▸ **Set task**
Please pick out and copy every line in the items below that contains the word "concrete". Matching is case-sensitive.

Excerpts from pointing data
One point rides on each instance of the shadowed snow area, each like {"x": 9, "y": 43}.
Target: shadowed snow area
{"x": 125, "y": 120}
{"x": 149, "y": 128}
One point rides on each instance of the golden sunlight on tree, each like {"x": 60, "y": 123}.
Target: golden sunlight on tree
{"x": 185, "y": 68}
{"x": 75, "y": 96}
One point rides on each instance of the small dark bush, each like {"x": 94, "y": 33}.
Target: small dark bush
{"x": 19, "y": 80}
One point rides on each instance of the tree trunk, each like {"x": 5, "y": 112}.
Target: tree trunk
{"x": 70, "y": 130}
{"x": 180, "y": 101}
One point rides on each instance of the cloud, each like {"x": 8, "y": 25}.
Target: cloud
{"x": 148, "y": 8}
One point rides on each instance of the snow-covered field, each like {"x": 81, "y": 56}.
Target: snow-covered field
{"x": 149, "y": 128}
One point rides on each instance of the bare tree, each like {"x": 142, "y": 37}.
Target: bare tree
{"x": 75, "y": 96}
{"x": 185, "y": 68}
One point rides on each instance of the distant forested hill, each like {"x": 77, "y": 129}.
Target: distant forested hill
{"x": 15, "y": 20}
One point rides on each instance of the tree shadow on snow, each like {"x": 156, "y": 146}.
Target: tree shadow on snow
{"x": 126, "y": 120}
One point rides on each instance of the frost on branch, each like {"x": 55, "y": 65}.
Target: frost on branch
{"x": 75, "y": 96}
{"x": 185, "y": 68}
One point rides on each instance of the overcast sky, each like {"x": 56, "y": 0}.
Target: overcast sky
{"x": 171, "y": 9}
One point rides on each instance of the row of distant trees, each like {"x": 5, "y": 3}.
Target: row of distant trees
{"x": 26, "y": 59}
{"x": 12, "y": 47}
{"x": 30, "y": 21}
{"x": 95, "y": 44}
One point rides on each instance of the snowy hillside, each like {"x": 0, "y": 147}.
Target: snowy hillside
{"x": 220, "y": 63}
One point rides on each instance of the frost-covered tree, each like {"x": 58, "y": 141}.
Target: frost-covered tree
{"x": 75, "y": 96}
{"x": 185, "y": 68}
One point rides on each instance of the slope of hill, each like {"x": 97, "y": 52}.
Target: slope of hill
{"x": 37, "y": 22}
* * *
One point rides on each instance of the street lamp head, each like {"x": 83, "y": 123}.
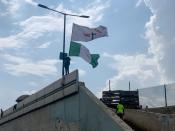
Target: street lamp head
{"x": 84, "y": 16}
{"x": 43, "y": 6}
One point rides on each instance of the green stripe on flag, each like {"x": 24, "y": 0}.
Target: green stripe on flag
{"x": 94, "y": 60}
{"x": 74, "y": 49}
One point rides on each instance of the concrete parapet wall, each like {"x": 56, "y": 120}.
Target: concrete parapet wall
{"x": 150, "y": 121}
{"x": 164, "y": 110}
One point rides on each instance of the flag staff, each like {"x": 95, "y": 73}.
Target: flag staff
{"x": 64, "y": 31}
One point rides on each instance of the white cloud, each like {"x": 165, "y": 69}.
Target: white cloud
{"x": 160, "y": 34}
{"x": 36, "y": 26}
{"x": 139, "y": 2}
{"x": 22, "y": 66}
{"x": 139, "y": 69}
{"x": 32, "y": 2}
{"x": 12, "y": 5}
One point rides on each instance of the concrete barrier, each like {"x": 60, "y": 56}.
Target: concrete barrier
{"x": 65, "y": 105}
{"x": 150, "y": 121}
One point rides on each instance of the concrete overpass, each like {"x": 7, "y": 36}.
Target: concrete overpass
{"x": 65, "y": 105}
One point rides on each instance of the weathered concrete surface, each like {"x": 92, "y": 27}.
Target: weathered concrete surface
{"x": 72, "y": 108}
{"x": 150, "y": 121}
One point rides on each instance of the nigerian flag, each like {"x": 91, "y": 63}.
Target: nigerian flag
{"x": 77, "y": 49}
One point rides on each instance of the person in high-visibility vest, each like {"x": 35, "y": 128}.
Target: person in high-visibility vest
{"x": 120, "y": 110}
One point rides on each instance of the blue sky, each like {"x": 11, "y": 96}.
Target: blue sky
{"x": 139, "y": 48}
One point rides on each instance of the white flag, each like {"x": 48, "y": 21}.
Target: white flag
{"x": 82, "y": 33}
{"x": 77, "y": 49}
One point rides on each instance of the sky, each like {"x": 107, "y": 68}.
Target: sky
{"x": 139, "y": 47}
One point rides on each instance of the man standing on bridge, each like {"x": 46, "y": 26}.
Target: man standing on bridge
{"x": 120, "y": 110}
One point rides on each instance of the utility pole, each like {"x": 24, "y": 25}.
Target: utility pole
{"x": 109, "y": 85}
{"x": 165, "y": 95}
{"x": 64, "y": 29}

▸ **Answer to the problem**
One point rides on each instance of the concrete parapet wall, each like {"x": 56, "y": 120}.
Target: concrete parapet wall
One point rides on each instance of the concrete barrier, each like {"x": 60, "y": 56}.
Target: concrete barrier
One point rides on each instance of the concrete overpass, each like {"x": 7, "y": 36}.
Target: concrete overpass
One point rides on each instance of the weathered concrete surface, each like {"x": 92, "y": 27}.
Target: weathered concrete surface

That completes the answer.